Datensatzeinträge:
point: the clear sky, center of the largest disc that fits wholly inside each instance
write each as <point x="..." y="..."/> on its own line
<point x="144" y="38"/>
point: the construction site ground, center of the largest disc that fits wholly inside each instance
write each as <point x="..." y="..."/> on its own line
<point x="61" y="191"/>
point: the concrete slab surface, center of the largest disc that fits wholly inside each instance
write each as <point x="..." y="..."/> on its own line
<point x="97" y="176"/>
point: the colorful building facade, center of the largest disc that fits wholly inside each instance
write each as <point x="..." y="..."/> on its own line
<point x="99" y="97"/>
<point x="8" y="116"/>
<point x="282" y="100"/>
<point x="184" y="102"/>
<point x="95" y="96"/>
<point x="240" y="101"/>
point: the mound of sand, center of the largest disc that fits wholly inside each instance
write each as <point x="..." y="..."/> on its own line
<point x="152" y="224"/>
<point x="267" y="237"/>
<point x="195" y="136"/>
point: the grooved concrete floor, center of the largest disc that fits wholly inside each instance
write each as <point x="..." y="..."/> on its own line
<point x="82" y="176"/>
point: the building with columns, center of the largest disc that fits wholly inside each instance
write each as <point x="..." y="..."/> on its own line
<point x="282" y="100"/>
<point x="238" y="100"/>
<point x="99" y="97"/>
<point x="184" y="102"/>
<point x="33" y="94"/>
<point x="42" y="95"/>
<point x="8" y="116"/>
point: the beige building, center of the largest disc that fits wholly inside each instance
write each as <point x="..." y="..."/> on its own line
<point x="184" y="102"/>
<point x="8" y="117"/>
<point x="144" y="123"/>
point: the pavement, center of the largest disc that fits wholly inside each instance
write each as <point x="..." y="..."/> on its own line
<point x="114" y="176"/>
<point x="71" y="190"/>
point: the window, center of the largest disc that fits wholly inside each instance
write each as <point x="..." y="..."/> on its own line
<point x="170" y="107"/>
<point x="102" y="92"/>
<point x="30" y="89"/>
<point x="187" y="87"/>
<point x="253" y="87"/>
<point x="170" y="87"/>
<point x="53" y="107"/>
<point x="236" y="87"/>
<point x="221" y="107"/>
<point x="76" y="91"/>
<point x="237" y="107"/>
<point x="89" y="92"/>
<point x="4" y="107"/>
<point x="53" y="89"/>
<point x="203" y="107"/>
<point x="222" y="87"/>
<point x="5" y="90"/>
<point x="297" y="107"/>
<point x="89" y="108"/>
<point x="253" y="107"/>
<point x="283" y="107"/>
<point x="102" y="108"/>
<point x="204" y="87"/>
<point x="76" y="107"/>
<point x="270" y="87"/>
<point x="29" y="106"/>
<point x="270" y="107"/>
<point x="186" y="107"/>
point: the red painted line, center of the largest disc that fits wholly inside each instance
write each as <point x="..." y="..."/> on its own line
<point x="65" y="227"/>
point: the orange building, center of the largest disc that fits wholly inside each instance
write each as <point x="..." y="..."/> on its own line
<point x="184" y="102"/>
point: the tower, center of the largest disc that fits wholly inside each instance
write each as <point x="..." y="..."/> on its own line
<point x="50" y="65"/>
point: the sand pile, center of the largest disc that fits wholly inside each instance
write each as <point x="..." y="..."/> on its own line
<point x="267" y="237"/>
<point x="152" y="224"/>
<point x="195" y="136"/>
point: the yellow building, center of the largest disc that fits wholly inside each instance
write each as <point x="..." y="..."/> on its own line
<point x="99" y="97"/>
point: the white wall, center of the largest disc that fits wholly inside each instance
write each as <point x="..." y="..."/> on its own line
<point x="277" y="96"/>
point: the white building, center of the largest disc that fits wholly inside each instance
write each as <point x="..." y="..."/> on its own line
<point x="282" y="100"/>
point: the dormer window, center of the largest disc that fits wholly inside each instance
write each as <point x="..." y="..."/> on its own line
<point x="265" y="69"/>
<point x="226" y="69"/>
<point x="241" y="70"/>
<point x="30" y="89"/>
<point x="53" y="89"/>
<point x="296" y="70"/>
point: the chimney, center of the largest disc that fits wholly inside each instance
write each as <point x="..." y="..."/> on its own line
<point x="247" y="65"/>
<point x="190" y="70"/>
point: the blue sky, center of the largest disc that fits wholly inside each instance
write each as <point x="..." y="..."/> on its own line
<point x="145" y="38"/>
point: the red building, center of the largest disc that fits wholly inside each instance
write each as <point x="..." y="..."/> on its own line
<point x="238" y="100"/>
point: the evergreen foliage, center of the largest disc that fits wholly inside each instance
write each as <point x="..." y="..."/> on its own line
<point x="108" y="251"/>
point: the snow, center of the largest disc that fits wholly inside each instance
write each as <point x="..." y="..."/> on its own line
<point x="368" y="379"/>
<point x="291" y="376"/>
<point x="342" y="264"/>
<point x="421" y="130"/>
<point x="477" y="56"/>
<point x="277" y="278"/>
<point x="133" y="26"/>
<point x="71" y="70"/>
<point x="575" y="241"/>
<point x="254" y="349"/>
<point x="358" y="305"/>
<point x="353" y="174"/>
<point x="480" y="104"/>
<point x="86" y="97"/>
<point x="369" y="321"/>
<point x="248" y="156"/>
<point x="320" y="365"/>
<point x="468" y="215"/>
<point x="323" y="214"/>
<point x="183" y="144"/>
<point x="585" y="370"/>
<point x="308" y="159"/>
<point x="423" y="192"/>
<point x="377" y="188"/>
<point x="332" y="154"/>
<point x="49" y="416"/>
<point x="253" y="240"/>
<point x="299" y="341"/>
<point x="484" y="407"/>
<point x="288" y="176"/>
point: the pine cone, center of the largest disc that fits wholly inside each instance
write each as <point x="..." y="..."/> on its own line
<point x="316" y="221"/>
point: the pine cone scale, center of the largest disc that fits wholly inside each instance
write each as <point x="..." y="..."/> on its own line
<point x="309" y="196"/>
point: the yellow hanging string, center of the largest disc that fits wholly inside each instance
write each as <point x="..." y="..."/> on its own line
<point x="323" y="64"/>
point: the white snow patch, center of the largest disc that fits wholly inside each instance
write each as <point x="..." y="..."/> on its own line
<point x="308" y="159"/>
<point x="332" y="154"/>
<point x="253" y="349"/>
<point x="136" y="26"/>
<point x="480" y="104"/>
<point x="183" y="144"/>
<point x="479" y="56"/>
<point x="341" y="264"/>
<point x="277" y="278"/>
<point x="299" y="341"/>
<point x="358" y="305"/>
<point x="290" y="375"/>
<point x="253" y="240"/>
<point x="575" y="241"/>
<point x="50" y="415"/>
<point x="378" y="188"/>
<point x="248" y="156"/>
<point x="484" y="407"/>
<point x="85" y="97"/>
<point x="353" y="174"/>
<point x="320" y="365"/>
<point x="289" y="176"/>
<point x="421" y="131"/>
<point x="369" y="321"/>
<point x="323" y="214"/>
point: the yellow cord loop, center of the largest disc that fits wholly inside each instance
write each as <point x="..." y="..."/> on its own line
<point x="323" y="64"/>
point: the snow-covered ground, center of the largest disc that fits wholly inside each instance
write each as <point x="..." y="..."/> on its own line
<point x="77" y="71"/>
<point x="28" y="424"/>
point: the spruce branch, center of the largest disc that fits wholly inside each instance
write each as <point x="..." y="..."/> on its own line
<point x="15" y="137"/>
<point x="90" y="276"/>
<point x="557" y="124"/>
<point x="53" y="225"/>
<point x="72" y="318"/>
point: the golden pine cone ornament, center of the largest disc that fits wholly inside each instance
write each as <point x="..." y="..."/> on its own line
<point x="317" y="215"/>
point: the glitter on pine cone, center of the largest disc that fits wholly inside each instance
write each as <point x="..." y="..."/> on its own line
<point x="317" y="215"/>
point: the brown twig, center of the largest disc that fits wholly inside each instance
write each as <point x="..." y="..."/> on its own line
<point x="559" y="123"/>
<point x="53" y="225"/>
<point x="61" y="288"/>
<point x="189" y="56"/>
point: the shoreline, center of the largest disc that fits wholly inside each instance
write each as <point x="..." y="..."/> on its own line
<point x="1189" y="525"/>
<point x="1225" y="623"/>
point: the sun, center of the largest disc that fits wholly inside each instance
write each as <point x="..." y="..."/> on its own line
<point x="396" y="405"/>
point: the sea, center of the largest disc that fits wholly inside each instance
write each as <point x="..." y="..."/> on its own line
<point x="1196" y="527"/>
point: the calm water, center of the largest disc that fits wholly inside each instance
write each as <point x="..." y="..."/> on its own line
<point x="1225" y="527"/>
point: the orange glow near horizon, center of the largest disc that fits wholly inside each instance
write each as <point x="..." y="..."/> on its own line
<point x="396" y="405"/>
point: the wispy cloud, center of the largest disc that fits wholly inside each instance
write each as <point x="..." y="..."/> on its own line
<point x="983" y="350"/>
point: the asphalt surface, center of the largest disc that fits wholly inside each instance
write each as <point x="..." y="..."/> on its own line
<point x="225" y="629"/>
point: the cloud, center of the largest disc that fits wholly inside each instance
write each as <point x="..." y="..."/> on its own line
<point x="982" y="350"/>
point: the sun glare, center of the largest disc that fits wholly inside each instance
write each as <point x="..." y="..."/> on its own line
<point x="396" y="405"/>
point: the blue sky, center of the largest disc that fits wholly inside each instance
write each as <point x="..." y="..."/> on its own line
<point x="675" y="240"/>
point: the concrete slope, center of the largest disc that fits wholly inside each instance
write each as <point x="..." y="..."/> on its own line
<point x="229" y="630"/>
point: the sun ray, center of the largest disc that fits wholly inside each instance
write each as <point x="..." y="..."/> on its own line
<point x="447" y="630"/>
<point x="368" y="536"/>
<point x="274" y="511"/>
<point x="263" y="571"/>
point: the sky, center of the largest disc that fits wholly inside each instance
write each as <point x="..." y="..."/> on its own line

DIE AUFGABE:
Stelle die Zeilen der Einträge oben als Markdown-Tabelle mit den Spalten „Nr.“ und „Zeile“ dar. Nimm dabei die Zeilen ab der Zeile mit "point: the calm" bis zum Ende der Einträge, beide Enden einschließlich, und lass leere Zeilen weg.

ANTWORT FOLGT:
| Nr. | Zeile |
|---|---|
| 1 | point: the calm water, center of the largest disc that fits wholly inside each instance |
| 2 | write each as <point x="..." y="..."/> on its own line |
| 3 | <point x="1225" y="527"/> |
| 4 | point: the orange glow near horizon, center of the largest disc that fits wholly inside each instance |
| 5 | write each as <point x="..." y="..."/> on its own line |
| 6 | <point x="396" y="405"/> |
| 7 | point: the wispy cloud, center of the largest disc that fits wholly inside each instance |
| 8 | write each as <point x="..." y="..."/> on its own line |
| 9 | <point x="983" y="350"/> |
| 10 | point: the asphalt surface, center of the largest disc that fits wholly inside each instance |
| 11 | write each as <point x="..." y="..."/> on its own line |
| 12 | <point x="225" y="629"/> |
| 13 | point: the cloud, center of the largest disc that fits wholly inside each instance |
| 14 | write each as <point x="..." y="..."/> on its own line |
| 15 | <point x="982" y="350"/> |
| 16 | point: the sun glare, center of the largest disc that fits wholly inside each instance |
| 17 | write each as <point x="..." y="..."/> on its own line |
| 18 | <point x="396" y="405"/> |
| 19 | point: the blue sky, center of the largest disc that fits wholly inside each instance |
| 20 | write each as <point x="..." y="..."/> on its own line |
| 21 | <point x="675" y="240"/> |
| 22 | point: the concrete slope, center of the largest disc that fits wholly inside each instance |
| 23 | write each as <point x="..." y="..."/> on its own line |
| 24 | <point x="229" y="630"/> |
| 25 | point: the sun ray, center of the largest disc that fits wholly inside each instance |
| 26 | write each as <point x="..." y="..."/> on its own line |
| 27 | <point x="447" y="630"/> |
| 28 | <point x="368" y="536"/> |
| 29 | <point x="274" y="511"/> |
| 30 | <point x="263" y="571"/> |
| 31 | point: the sky, center of the largest disc that fits wholly inside each instance |
| 32 | write each as <point x="..." y="..."/> on its own line |